- Data extract:

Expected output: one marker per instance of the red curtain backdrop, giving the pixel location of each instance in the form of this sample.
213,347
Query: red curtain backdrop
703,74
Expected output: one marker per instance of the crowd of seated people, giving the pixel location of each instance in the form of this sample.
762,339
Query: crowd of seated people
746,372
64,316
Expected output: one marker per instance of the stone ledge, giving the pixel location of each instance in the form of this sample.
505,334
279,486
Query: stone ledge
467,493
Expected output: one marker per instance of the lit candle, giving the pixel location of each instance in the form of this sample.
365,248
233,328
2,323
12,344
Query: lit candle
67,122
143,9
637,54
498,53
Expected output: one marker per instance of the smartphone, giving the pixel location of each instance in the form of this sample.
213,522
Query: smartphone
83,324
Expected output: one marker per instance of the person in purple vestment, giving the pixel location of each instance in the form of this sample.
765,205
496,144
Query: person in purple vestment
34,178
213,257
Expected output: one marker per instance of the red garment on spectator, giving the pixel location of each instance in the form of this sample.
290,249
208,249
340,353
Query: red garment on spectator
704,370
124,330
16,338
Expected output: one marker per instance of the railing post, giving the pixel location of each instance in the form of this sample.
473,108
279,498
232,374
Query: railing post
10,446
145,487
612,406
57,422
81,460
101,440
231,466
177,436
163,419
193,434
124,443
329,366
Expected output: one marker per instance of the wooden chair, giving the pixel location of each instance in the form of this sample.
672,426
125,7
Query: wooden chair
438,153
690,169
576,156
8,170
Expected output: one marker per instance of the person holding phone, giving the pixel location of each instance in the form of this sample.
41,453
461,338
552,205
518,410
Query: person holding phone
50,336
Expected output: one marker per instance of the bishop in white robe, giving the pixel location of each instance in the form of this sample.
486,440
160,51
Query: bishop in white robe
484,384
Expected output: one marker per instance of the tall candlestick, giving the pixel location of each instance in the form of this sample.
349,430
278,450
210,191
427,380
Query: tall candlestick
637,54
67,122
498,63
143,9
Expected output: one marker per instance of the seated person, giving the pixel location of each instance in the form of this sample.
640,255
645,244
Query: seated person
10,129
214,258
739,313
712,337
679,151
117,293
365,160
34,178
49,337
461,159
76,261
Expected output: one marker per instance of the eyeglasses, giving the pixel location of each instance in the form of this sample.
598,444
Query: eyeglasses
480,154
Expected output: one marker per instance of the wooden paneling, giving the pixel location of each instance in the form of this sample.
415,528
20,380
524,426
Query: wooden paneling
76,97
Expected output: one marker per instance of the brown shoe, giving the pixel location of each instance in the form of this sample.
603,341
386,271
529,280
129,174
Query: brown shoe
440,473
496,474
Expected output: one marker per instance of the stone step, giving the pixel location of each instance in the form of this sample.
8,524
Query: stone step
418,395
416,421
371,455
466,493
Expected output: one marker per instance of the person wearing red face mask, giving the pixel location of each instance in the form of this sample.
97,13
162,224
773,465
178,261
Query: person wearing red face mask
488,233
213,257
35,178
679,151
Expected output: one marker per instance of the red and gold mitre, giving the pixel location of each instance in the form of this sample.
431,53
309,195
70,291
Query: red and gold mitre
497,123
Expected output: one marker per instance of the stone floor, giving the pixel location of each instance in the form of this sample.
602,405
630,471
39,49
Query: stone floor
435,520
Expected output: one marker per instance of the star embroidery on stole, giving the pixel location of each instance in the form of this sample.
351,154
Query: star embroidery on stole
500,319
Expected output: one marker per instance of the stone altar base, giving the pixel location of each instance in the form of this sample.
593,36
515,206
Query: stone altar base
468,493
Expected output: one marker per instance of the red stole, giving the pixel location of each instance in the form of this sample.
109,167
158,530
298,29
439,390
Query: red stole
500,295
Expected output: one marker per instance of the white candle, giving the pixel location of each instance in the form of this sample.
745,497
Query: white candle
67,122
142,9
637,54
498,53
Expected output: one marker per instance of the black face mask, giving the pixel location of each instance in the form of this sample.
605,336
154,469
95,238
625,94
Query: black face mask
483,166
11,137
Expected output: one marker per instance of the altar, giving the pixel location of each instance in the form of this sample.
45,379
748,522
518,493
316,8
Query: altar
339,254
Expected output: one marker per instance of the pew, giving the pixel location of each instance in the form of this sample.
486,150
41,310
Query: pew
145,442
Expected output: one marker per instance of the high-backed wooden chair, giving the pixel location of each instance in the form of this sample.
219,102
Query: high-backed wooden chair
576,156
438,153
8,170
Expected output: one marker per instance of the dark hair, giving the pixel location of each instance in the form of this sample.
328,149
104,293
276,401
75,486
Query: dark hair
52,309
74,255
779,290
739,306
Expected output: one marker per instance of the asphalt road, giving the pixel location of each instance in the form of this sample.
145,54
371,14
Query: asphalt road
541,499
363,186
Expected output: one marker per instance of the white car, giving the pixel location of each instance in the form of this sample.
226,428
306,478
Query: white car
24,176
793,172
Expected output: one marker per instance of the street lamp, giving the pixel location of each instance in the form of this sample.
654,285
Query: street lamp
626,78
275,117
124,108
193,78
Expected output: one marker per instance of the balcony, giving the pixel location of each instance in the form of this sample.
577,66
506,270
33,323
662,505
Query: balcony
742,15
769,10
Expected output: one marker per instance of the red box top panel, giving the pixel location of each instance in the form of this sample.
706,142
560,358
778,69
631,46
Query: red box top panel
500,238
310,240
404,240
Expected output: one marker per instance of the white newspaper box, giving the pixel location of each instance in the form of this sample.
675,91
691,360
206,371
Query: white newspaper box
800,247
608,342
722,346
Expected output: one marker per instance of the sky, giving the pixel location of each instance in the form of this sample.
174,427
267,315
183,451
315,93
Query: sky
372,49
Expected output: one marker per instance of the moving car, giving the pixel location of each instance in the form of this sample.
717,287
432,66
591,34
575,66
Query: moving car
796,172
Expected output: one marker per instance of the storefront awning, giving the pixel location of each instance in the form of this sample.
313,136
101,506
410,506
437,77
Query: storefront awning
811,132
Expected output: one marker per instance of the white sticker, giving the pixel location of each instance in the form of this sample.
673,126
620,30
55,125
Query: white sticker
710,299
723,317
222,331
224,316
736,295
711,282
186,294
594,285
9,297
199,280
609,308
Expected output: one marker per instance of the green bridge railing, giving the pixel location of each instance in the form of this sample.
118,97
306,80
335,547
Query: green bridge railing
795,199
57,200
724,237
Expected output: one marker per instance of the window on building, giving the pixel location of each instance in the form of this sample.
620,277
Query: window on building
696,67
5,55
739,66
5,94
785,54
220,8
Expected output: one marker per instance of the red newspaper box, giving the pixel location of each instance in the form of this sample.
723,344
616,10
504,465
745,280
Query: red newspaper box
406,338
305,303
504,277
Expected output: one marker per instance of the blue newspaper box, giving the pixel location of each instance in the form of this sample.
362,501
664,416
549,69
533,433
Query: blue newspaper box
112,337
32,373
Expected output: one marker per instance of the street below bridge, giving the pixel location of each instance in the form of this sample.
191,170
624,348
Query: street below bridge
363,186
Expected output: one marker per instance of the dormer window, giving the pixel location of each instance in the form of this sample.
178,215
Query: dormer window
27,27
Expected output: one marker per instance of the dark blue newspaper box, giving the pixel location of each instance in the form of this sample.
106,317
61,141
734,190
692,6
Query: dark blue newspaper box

- The task: Output the full listing again, exactly as it stands above.

- Answer to this exercise:
Expected output: one marker per instance of the red curtain backdrop, giving the pixel location of each instance in the form of this sample.
213,347
Query: red curtain backdrop
703,74
Expected output: one marker per instance of the crowd of seated people, giving the pixel location of each instance in the form of this sample.
762,339
Query: crowd of seated people
746,372
64,316
Expected output: one marker per instance of the stone ledge, giving the pixel location of each instance in the form of this sample.
505,334
279,486
Query: stone ledge
467,493
Expected output: one marker per instance of the lit candle, giving the pixel location of each instance in the form of this sample.
365,248
233,328
2,323
12,344
Query: lit candle
67,122
143,9
637,54
498,53
Expected output: one marker per instance of the smartphone, giving the pixel location of each instance in the form of this sample.
213,522
Query: smartphone
83,324
Expected output: one marker per instance of the person in purple vestment, giving the pixel location of each instance in the form of this sample.
765,205
496,144
Query: person in purple vestment
34,178
213,257
Expected output: one marker per instance of the red garment on spectator, giving the pixel location of each instance in the form of this sample.
290,249
208,249
340,353
Query: red garment on spectator
704,370
124,330
16,338
Expected output: one marker per instance of the railing post, giving the pixel location of each instance in the form of this sample.
473,108
279,498
232,374
Query: railing post
10,446
145,487
612,406
57,422
81,460
101,440
231,466
177,436
163,419
193,434
124,443
329,366
Expected output: one marker per instance of the wooden chair, giving the pixel location of each instance in the form of this sample.
672,426
125,7
Query: wooden chair
438,153
690,169
576,156
8,170
Expected output: one marker per instance of the person holding phone, giving the pixel location of each instance in the form of this sample.
41,453
461,338
552,205
518,410
Query: person holding phone
50,336
Expected output: one marker per instance of the bishop in white robe, giving the pixel location of each instance in the form of this sample.
486,440
160,51
Query: bishop in white robe
484,384
Expected output: one marker per instance of the tall candlestick, giving the pixel location of each instance in the form of this sample.
349,430
278,450
210,191
427,380
Query: tall candlestick
637,54
67,122
498,63
143,9
Expected output: one marker per instance of the seated person, giving the pixel location of each instance in the form of this sample.
640,255
645,244
Query: seated person
10,129
214,258
739,313
712,337
679,151
117,293
365,160
34,178
49,337
461,159
76,261
Expected output: one marker per instance of the eyeglasses, giving the pixel location of each instance in the form of this sample.
598,444
Query: eyeglasses
480,154
Expected output: one marker per instance of the wooden paneling, giving the pixel location of each instance in the form of this sample.
415,528
20,380
524,426
Query: wooden paneling
76,97
Expected output: one marker per instance of the brown shoe, giving the pixel location of each instance in the form of this sample.
603,341
386,271
529,280
129,174
Query: brown shoe
440,473
496,474
Expected output: one marker per instance of the stone step, giving the pixel location of each instance in the form of this sample.
8,524
Query: stone step
418,395
416,421
371,455
466,493
Expected output: one marker per instance of the person wearing red face mask, giving the pixel location of each instance in the form of this sample.
97,13
162,224
773,465
178,261
Query: person wearing red face mask
488,233
213,257
35,178
679,151
Expected output: one marker per instance of the red and gold mitre, giving the pixel location of each instance in the form of this sample.
431,53
309,195
70,291
Query: red and gold mitre
497,123
Expected output: one marker per instance of the stone floor, giving the pixel location of each instance in the form of this sample.
602,405
630,471
39,49
Query: stone floor
435,520
Expected output: one marker per instance of the star embroidery on stole, giving the pixel location of each instance in the form of this sample.
351,154
Query: star embroidery on stole
500,319
Expected output: one marker per instance of the stone altar base, giving the pixel location of each instance in the form of this sample.
593,36
515,206
Query: stone altar base
468,493
Expected output: one marker per instance of the red stole, giving the pixel location of each instance in the form of this sample.
109,167
158,530
298,29
439,390
Query: red stole
500,295
Expected output: one marker per instance of the white candle, giving the pixel location of each instance in the form of this sample.
745,497
Query: white candle
67,122
142,9
637,54
498,53
Expected output: one marker per instance of the black face mask, giving the pixel location of each instance in the form of this sample.
605,336
154,469
95,238
625,94
Query: black face mask
483,166
11,137
Expected output: one marker per instance of the altar, giving the pixel location of each instance in the form of this sample.
45,379
748,522
518,493
316,8
Query: altar
339,254
Expected output: one marker per instance of the pew, giving the pixel location of each instance in the form of this sample.
486,150
41,310
Query: pew
145,442
Expected output: one marker per instance of the high-backed wooden chair, giving the pixel location of each instance in the form of this sample.
219,102
Query: high-backed wooden chair
576,156
438,153
8,170
Expected output: one marker per instance of the dark hair, giving the pixel location of each instance in the form of this sample.
328,149
104,293
276,401
75,486
Query: dark hair
52,309
74,255
779,290
739,306
Expected output: one marker per instance of the asphalt road, giving the pixel location of each instance in the form of this sample.
145,54
371,14
Query: asphalt road
541,499
363,186
Expected output: one marker per instance of the white car, giving the pixel location of each instance in the form of this sample.
226,428
306,478
Query: white car
24,176
793,172
Expected output: one marker per instance of the street lamp, giving the pixel location of each instance in the form of this sample.
654,285
Query: street lamp
626,78
275,117
124,108
193,78
Expected output: one marker per instance of the balcony, giving the pixel location of each instance in the form of this sample.
577,66
506,270
33,323
662,505
Query: balcony
742,15
769,10
Expected output: one marker per instance of the red box top panel, giving the pixel location of each instance in the form of this sample.
706,142
560,358
778,69
631,46
Query: red box top panel
500,238
310,240
404,240
Expected output: one marker per instance of the white newspaper box, giving the pixel location of each instance in the form of this sample.
675,91
691,360
206,371
Query: white newspaper box
800,247
608,342
722,346
Expected output: one marker per instance of the sky, giving the pixel location of each instance in the form of this sample.
174,427
267,315
183,451
315,93
Query: sky
372,49
Expected output: one marker per instance of the moving car, giving the pixel location of each instance in the form of this sample.
717,287
432,66
591,34
575,66
Query: moving car
796,172
Expected output: one marker per instance of the storefront awning, giving the pixel location of each instance in the form of this sample.
313,136
101,506
410,506
437,77
Query: storefront awning
811,132
Expected output: one marker per instance of the white sticker, giving the pixel location of each instance in the form of this sample.
673,126
620,30
55,125
Query: white sticker
710,299
723,317
222,331
224,316
736,295
711,282
186,294
594,285
9,297
199,280
609,308
Expected output: one marker per instance of the green bridge railing, giving the pixel location of each instance in the form of this sample.
118,97
306,80
335,547
Query: green bridge railing
795,199
57,200
724,237
Expected output: one marker per instance of the window on building, giving the pixel location of each instance in the form of this sample.
620,277
Query: window on building
696,67
5,55
739,66
5,94
785,54
220,8
Expected output: one marker per instance of the red newspaper box, giving the pixel location of each instance in the form of this sample.
723,344
616,10
504,465
745,280
Query: red newspaper box
406,338
305,303
504,277
Expected output: one marker per instance of the blue newspaper box, giving the pixel location of each instance in the form of this sample.
362,501
664,416
549,69
533,433
Query: blue newspaper box
112,337
32,373
Expected output: one marker per instance of the street below bridge, giving the pixel location of each instance in the form of this sample.
191,170
624,348
Query: street below bridge
363,186
Expected output: one marker per instance of the dormer window, giving the pixel location of each instance in the form of this sample.
178,215
Query: dormer window
27,27
Expected output: one marker per instance of the dark blue newspaper box, giving the pixel location of each instance in the form of this sample.
106,317
61,141
734,190
692,6
Query: dark blue newspaper box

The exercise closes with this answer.